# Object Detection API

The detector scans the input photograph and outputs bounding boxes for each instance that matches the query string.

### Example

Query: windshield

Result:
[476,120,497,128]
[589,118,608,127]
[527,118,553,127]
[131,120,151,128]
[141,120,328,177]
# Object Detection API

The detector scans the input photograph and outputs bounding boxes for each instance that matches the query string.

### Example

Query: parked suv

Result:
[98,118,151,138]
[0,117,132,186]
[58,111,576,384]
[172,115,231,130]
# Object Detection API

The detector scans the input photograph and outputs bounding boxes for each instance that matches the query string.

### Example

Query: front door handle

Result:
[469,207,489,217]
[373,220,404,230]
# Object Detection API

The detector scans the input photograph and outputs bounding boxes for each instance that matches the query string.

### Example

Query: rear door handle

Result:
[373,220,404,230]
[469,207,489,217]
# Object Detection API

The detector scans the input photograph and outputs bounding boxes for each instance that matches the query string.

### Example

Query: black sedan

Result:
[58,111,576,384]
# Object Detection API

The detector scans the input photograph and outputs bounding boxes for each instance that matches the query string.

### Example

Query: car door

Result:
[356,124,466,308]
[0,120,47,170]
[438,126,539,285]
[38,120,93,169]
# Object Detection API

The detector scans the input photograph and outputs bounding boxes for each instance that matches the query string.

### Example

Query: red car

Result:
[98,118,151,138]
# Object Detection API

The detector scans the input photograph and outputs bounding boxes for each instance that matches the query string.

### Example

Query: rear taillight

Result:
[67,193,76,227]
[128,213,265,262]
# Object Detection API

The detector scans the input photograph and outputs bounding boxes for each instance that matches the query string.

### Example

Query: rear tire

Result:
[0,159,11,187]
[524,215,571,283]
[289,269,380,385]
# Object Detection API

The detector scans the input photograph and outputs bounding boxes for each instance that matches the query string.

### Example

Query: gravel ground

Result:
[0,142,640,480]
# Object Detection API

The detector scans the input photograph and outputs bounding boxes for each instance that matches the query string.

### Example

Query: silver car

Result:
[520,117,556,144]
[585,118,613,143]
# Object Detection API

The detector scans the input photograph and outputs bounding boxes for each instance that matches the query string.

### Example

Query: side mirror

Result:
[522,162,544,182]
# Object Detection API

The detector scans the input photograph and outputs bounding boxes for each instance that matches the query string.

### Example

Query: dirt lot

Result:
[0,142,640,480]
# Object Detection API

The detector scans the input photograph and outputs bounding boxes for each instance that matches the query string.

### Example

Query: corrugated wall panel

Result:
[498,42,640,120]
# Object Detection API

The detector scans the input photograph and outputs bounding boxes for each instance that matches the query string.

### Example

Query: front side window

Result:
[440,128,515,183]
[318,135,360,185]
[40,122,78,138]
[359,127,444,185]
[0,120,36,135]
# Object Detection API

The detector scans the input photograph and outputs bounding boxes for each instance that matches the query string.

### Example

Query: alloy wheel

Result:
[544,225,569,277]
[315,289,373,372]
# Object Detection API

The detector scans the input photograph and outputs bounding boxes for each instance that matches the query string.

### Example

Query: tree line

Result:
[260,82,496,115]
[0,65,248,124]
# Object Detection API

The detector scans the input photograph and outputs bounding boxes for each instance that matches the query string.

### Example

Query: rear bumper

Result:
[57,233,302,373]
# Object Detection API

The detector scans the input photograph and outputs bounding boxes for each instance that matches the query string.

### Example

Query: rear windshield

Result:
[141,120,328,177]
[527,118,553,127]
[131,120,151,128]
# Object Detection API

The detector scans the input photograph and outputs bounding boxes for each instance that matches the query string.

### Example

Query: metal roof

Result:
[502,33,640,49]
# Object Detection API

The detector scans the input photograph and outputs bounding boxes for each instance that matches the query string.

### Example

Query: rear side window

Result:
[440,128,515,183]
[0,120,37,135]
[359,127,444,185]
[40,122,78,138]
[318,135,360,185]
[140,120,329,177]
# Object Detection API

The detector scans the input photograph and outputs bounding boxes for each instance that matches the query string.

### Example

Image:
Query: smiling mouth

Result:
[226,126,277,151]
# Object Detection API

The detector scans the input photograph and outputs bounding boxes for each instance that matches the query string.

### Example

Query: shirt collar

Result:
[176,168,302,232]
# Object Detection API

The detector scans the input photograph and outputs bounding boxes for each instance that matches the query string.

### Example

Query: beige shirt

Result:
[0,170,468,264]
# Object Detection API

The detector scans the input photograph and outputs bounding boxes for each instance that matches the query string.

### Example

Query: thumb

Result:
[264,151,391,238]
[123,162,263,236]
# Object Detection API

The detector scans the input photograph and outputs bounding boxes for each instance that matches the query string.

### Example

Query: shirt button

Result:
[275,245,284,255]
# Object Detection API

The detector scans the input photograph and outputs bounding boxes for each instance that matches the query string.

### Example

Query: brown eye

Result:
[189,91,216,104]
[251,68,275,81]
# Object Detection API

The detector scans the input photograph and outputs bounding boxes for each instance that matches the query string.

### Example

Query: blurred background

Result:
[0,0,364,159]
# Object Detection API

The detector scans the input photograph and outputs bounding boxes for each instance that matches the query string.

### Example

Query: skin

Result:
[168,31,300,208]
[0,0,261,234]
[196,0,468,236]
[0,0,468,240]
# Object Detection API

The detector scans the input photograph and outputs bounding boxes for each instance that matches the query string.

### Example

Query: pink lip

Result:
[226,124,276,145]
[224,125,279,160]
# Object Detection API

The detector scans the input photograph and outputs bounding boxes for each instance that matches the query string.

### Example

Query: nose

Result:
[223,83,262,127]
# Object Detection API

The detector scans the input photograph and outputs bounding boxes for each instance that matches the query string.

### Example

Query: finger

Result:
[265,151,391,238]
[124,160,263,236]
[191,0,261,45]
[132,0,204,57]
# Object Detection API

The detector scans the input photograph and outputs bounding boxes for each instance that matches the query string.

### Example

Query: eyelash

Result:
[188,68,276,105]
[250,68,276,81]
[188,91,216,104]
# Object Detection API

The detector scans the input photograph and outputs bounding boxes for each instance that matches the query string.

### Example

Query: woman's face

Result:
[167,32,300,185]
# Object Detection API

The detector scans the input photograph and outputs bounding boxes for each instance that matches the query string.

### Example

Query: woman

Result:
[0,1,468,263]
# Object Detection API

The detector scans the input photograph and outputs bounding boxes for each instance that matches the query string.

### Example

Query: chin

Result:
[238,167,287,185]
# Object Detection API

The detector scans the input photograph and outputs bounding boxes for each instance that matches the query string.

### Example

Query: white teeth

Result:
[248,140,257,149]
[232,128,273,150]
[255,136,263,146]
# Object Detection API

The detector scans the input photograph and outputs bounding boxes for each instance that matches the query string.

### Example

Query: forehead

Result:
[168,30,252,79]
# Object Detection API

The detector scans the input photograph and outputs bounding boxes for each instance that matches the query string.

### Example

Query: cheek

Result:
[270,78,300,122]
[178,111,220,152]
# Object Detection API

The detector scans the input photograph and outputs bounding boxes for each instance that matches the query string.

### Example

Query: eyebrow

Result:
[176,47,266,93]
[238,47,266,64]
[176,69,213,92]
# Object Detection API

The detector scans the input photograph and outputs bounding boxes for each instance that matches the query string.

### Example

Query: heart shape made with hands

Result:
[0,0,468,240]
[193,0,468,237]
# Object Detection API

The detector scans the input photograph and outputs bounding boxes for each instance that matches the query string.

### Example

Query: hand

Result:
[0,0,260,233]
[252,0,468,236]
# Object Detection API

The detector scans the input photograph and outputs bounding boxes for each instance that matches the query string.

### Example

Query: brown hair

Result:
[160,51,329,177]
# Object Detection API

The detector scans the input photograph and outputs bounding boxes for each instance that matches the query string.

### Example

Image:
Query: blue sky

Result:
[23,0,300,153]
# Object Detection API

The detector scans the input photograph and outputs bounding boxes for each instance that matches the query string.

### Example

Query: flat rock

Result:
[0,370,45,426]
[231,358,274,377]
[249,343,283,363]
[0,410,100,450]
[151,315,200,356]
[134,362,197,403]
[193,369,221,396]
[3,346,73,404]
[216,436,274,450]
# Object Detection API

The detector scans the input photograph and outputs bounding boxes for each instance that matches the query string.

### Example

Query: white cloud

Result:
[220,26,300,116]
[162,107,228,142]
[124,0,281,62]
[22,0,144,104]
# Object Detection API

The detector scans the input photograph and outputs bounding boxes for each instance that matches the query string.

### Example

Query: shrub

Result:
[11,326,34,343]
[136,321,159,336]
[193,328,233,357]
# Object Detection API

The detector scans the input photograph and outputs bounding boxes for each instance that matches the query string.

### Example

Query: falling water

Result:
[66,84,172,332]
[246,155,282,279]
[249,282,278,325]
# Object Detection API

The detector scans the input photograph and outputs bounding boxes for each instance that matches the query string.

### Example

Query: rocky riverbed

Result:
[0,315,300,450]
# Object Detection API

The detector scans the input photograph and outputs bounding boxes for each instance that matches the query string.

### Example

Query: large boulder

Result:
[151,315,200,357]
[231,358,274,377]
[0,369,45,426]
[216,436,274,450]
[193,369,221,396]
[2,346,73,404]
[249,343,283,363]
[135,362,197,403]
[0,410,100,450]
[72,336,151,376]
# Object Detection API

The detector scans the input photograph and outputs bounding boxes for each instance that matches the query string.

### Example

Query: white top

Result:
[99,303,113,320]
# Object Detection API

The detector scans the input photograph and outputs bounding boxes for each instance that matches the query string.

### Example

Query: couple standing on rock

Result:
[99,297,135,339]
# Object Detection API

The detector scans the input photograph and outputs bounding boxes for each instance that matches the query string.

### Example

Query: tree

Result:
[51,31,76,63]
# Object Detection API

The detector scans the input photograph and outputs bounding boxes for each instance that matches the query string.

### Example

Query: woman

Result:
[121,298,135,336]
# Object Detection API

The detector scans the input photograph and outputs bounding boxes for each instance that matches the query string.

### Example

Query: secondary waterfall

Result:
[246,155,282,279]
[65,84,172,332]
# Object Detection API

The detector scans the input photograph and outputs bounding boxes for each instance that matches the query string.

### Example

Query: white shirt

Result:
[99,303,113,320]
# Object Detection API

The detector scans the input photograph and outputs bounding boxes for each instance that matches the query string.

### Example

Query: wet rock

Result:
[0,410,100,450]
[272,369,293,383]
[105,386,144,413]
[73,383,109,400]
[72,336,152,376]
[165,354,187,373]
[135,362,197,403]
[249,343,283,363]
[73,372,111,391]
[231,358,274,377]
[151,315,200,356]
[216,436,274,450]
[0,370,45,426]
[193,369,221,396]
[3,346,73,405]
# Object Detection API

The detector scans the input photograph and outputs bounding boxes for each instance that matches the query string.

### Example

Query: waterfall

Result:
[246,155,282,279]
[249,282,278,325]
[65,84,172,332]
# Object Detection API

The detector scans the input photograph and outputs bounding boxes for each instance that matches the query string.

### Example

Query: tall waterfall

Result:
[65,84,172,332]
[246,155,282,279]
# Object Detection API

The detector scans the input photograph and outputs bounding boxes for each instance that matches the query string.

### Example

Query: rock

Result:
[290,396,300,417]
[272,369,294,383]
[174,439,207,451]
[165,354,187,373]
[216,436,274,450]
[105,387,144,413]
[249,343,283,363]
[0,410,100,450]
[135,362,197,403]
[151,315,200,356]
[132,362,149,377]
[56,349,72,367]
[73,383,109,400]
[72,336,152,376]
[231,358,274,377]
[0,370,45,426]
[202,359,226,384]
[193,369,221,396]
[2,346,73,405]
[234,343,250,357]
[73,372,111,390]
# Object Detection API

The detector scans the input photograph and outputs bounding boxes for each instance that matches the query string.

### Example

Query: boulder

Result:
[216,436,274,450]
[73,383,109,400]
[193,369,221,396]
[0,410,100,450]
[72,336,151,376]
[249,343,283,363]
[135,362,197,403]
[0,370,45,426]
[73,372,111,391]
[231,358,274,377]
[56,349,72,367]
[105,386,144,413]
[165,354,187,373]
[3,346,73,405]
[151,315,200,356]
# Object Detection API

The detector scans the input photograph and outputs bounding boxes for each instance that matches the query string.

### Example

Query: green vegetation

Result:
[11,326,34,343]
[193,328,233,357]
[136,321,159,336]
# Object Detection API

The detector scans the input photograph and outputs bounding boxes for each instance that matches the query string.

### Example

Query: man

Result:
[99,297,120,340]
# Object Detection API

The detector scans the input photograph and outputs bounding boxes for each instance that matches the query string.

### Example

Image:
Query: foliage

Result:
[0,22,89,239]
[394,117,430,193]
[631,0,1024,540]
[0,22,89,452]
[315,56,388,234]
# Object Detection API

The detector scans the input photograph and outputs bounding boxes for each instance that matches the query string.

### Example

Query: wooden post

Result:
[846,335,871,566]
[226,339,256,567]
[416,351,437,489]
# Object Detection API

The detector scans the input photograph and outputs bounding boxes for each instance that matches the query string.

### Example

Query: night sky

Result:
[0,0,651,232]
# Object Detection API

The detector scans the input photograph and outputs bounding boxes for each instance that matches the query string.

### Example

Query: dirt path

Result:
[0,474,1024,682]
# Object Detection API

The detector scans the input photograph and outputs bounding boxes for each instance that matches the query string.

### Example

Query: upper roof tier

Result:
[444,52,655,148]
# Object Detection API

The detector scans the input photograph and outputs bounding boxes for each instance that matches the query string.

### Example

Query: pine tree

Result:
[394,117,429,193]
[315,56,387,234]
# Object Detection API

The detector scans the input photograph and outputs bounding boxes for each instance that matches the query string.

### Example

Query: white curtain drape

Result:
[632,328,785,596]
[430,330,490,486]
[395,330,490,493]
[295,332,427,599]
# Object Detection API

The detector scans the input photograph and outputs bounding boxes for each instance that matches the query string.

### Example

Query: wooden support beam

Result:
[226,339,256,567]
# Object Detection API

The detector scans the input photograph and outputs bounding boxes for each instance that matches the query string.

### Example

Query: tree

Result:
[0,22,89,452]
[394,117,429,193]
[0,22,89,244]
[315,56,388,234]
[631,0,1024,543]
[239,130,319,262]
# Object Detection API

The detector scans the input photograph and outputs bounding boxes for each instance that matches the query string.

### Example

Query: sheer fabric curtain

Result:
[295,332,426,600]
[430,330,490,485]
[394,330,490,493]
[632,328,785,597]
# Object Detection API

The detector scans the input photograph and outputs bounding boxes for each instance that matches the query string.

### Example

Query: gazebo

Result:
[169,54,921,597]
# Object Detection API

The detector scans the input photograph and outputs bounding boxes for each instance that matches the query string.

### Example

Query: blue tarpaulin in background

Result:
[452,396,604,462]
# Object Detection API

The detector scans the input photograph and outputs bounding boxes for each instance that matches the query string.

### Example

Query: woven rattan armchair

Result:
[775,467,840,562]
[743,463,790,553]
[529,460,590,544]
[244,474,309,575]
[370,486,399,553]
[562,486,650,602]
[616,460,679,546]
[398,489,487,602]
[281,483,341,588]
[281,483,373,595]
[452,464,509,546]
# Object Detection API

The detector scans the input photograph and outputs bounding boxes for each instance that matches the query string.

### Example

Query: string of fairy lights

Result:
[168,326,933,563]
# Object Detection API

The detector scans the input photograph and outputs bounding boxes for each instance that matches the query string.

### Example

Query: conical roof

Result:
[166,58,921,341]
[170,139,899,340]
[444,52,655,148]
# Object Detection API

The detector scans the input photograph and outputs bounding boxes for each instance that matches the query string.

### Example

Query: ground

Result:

### [WRITTEN REQUEST]
Turn the lines above into a numbered list, starting with the very first line and going on through the line that contains "[128,213,265,262]". Leave out the blank lines.

### [COMPLETE OUTPUT]
1. # Object Detection API
2. The detector scans the input photograph and outputs bounding boxes for each instance that matches the query string.
3. ### Example
4. Query: windshield
5. Result:
6. [476,120,497,128]
7. [589,118,608,127]
8. [527,118,553,127]
9. [131,120,151,128]
10. [141,120,328,177]
11. # Object Detection API
12. The detector scans the input photograph and outputs bounding boxes for each instance that matches the query string.
13. ### Example
14. Query: parked suv
15. Result:
16. [98,118,151,138]
17. [0,117,132,186]
18. [58,111,576,384]
19. [172,115,231,130]
20. # Object Detection API
21. The detector scans the input photograph and outputs bounding boxes for each instance that matches the query string.
22. ### Example
23. Query: front door handle
24. Result:
25. [469,207,489,217]
26. [373,220,404,230]
27. # Object Detection API
28. The detector scans the input photograph and outputs bounding boxes for each instance that matches the query string.
29. ### Example
30. Query: rear door handle
31. Result:
32. [373,220,404,230]
33. [469,207,489,217]
34. # Object Detection API
35. The detector scans the input photograph and outputs bounding boxes for each instance that matches the query string.
36. ### Example
37. Query: black sedan
38. Result:
39. [58,111,576,384]
40. # Object Detection API
41. The detector scans the input photograph and outputs bounding boxes for each instance that matches the query string.
42. ### Example
43. Query: car door
44. Result:
45. [356,124,466,308]
46. [0,120,47,170]
47. [438,126,539,285]
48. [38,120,93,169]
49. # Object Detection API
50. The detector scans the input photograph and outputs bounding boxes for each instance that matches the query string.
51. ### Example
52. Query: red car
53. Result:
54. [98,118,151,138]
55. # Object Detection API
56. The detector scans the input photograph and outputs bounding boxes for each instance that matches the query string.
57. ### Example
58. Query: rear taillight
59. Result:
60. [67,193,76,227]
61. [128,213,265,262]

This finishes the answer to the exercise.